To do: Write out, unaltered, each line from the top of the records below down to the line where "Exercise. Point out every instance of the paved" appears, that line included.

Records for this task:
☆ ☆ ☆
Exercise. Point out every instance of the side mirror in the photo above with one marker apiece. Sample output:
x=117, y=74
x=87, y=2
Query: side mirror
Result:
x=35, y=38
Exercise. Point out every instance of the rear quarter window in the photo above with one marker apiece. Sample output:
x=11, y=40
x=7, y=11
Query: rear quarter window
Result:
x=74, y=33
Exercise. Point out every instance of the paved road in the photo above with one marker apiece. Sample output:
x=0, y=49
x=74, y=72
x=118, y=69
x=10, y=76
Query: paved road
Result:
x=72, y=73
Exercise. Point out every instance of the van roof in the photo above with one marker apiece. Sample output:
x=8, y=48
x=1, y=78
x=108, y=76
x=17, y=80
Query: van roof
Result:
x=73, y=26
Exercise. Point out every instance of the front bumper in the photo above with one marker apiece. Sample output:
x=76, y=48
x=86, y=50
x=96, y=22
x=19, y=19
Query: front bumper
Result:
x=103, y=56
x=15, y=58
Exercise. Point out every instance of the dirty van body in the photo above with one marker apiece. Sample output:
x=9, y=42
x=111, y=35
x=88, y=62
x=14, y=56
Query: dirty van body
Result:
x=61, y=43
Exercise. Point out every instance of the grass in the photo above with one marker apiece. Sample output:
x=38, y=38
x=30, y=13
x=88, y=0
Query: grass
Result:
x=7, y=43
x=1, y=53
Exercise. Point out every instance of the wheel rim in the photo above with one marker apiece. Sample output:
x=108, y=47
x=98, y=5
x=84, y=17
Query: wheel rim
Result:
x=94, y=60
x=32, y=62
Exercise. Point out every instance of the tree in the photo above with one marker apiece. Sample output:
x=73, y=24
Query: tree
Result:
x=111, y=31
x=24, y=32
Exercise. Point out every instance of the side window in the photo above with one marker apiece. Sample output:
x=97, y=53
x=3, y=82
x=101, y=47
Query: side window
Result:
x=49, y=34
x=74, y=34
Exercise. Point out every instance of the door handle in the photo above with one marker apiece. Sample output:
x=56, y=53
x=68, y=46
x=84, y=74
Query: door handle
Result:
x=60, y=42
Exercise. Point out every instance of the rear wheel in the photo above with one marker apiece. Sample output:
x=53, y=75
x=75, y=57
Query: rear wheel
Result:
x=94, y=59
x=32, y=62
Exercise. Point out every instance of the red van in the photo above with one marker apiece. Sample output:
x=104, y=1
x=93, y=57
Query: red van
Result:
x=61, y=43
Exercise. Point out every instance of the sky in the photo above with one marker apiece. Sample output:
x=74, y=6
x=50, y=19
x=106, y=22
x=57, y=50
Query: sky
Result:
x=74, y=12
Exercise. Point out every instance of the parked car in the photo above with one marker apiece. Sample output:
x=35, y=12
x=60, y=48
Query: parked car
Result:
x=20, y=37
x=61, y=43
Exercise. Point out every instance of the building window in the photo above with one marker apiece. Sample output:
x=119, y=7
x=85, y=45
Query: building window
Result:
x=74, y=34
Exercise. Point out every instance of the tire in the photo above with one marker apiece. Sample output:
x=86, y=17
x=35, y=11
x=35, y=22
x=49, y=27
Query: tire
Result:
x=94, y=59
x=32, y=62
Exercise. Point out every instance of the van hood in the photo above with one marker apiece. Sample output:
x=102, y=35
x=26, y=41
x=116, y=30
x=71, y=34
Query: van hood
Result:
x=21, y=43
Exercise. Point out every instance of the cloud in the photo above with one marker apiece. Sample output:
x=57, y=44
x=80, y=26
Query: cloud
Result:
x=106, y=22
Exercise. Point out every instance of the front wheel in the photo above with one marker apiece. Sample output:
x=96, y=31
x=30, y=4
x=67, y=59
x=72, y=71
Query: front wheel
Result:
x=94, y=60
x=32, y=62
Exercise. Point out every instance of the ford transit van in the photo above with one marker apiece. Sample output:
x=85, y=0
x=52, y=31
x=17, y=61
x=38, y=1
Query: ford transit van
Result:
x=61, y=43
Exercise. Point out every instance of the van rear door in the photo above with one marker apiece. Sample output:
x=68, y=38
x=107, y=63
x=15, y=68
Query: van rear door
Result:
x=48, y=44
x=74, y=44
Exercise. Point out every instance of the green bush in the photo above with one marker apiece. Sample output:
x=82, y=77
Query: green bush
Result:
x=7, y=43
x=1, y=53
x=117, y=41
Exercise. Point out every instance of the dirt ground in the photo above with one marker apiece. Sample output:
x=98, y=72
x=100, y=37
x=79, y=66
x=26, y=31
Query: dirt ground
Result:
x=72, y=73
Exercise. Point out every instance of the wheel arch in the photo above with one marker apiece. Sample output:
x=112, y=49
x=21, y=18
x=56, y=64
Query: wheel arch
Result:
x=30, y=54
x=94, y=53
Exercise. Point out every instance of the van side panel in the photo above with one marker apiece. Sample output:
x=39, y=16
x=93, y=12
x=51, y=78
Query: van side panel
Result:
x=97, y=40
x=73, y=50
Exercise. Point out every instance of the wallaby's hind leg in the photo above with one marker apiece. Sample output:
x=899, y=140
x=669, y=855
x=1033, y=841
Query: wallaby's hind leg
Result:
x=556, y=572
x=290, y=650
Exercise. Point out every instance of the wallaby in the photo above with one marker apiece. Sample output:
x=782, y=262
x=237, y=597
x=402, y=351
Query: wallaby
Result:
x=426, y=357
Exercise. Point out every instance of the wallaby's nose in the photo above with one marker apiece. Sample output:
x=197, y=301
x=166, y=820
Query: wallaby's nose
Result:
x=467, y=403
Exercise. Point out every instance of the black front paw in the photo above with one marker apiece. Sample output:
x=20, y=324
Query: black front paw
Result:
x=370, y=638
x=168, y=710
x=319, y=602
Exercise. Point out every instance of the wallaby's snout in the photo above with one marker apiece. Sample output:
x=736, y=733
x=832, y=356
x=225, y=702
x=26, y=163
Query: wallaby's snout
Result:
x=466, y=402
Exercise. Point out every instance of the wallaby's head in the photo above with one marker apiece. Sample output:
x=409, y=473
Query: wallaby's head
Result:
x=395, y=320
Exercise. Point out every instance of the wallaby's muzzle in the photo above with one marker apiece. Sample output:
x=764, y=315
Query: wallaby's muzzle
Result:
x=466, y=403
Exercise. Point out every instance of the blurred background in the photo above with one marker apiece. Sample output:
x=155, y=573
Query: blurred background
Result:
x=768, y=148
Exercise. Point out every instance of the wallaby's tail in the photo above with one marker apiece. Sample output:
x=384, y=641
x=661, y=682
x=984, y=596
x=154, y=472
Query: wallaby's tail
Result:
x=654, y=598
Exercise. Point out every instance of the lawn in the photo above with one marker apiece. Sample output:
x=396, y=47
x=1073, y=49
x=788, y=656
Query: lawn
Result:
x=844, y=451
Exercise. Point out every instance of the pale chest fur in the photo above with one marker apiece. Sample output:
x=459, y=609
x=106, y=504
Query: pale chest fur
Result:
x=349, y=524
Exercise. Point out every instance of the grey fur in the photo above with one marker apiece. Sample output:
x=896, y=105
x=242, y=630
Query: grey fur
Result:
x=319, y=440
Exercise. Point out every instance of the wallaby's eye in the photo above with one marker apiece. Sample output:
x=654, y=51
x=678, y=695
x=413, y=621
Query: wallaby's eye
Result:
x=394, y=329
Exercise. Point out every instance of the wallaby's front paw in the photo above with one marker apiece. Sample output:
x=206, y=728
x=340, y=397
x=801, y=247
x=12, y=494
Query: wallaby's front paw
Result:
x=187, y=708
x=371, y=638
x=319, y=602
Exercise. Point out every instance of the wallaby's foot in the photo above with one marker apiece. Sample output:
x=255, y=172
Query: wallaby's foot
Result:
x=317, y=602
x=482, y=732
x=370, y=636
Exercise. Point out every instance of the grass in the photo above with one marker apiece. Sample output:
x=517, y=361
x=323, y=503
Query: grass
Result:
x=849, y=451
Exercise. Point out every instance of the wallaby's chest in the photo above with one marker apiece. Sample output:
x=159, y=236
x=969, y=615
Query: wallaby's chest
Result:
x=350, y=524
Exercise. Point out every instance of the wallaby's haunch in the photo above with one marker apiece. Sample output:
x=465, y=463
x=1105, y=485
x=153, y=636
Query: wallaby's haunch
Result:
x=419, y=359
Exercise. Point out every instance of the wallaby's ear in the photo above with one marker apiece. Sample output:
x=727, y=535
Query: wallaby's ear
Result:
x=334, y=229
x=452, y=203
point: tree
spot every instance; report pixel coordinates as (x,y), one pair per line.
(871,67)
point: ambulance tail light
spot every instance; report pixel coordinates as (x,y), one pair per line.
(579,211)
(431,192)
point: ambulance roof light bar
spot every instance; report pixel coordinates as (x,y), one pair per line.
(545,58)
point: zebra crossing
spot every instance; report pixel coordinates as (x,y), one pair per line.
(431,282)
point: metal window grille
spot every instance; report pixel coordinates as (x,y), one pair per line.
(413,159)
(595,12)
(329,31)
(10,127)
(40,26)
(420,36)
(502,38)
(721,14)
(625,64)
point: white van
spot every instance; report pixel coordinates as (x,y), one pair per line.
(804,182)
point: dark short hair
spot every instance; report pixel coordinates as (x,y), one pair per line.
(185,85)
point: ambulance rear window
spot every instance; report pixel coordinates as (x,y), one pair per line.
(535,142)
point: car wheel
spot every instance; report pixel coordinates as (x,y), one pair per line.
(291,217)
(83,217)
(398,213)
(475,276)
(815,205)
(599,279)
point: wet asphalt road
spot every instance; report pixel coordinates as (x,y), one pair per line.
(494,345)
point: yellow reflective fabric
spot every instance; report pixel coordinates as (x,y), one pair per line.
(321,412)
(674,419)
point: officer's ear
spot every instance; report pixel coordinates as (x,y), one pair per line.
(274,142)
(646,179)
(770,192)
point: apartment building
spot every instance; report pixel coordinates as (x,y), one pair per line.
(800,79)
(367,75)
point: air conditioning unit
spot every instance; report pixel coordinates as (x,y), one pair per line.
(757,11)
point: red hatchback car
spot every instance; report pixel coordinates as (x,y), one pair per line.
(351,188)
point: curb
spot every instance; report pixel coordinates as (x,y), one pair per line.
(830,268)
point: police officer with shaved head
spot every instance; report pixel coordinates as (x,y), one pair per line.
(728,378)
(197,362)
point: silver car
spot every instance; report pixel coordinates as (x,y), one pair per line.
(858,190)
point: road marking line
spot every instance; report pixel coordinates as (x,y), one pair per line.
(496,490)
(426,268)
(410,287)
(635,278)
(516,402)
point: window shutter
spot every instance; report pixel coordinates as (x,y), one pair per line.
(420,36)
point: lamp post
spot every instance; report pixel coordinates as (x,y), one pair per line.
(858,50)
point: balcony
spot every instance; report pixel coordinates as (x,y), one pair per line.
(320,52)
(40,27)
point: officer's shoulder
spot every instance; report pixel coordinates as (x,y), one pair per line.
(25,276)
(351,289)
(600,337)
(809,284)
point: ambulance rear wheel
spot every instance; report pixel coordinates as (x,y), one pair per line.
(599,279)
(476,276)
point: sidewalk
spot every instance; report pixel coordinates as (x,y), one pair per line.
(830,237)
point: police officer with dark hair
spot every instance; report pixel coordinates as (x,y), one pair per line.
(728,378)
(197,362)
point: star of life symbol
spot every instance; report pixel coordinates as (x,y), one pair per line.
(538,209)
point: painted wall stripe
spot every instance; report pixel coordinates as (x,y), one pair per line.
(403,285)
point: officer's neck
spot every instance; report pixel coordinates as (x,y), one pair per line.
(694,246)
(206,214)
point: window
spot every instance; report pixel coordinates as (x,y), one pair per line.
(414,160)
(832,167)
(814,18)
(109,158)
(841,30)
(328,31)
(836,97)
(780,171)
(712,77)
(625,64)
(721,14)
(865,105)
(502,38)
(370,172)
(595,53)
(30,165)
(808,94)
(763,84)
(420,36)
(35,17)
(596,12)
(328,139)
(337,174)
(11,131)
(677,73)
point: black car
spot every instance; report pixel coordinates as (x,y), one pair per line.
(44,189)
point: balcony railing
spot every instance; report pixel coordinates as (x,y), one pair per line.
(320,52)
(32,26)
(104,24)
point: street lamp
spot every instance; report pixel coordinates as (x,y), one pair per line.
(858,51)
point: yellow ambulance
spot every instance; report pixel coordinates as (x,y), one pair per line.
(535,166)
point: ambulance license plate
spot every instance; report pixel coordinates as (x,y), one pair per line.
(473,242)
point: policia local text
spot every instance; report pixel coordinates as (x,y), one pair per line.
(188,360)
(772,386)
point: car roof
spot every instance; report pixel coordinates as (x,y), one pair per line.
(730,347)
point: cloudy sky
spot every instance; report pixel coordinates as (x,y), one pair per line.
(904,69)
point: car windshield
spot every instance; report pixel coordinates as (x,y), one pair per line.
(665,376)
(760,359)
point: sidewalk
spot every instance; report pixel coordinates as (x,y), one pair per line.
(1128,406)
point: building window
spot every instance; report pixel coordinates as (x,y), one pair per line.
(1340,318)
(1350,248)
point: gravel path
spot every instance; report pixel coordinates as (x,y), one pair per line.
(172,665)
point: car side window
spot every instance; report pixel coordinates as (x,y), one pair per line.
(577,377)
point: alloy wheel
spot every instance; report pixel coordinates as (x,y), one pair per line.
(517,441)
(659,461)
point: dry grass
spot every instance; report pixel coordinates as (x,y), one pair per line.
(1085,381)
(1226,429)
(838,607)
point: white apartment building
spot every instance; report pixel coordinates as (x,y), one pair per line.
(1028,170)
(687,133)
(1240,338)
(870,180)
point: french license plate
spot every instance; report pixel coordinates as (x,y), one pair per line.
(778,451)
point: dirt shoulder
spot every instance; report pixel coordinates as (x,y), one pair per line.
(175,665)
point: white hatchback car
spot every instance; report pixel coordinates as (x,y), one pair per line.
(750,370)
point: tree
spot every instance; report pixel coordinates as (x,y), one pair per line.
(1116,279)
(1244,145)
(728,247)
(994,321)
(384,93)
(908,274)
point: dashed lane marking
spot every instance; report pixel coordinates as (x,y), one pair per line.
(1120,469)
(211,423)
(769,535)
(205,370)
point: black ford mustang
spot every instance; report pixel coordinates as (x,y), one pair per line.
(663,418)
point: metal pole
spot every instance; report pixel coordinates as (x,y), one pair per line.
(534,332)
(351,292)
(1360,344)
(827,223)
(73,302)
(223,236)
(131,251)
☆ ☆ ☆
Result:
Exercise. Point out every instance of the side mirror in the photo above with one marker apiece. Sample output:
x=117, y=74
x=87, y=2
Query: side mirror
Result:
x=35, y=38
Exercise. Point out every instance of the rear quarter window in the photo above with one marker apiece. Sample output:
x=11, y=40
x=7, y=11
Query: rear quarter window
Result:
x=74, y=33
Exercise. Point out every instance of the paved road in the photo above with one marker apiece. Sample output:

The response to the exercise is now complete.